Given exercise: Which lines in the entries below contain the string "tree"? Copy out each of those lines.

Data excerpts:
#####

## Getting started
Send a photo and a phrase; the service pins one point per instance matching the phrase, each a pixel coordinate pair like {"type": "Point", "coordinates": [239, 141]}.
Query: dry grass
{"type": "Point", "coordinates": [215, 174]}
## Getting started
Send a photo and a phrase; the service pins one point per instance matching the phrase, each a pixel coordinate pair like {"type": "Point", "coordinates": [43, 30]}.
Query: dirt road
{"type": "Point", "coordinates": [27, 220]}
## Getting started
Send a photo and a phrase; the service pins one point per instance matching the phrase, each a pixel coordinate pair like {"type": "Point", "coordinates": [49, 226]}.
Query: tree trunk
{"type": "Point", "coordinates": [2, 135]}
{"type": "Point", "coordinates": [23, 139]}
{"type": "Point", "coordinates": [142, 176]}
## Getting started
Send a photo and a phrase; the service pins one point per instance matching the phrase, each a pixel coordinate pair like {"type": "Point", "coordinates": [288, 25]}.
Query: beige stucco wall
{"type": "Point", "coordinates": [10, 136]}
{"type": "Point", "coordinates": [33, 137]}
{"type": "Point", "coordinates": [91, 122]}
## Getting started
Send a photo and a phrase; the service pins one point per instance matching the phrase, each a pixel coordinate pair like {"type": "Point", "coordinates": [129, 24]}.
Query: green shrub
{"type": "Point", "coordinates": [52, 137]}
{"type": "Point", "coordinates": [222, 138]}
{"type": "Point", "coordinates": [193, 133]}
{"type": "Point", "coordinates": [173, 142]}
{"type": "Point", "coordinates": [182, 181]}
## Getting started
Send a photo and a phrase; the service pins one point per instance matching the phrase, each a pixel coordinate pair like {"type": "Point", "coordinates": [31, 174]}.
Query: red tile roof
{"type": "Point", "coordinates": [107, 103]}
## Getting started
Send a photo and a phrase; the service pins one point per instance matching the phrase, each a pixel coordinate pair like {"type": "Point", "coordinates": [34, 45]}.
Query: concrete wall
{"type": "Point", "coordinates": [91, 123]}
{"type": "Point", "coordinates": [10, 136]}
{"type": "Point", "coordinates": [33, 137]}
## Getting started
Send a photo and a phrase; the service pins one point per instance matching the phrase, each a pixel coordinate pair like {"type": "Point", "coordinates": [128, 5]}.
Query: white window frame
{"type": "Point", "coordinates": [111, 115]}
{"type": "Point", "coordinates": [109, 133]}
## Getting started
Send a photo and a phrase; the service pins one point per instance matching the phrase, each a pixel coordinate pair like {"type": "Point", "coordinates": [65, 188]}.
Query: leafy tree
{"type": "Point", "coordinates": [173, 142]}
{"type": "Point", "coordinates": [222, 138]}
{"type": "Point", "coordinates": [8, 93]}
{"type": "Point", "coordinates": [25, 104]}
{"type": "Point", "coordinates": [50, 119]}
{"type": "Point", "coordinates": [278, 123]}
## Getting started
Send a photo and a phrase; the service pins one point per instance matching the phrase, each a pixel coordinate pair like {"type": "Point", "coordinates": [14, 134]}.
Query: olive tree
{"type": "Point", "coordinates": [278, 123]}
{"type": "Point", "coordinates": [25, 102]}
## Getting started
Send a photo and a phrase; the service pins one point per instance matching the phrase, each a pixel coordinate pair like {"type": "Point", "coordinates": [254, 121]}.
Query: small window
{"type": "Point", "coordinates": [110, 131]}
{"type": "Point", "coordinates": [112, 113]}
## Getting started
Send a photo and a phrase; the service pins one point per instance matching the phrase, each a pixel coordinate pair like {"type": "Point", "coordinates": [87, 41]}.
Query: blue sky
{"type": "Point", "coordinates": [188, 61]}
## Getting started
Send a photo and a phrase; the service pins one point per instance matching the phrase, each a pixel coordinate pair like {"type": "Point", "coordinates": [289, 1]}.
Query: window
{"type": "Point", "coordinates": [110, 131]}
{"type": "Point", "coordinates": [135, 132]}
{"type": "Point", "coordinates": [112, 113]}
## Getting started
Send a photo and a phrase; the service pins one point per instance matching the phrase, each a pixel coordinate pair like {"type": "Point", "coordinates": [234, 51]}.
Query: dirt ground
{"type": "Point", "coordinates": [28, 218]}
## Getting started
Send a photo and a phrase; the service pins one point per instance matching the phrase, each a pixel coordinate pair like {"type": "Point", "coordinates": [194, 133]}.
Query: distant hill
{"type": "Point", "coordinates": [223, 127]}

#####

Correct answer:
Query: tree trunk
Query: leafy tree
Query: olive tree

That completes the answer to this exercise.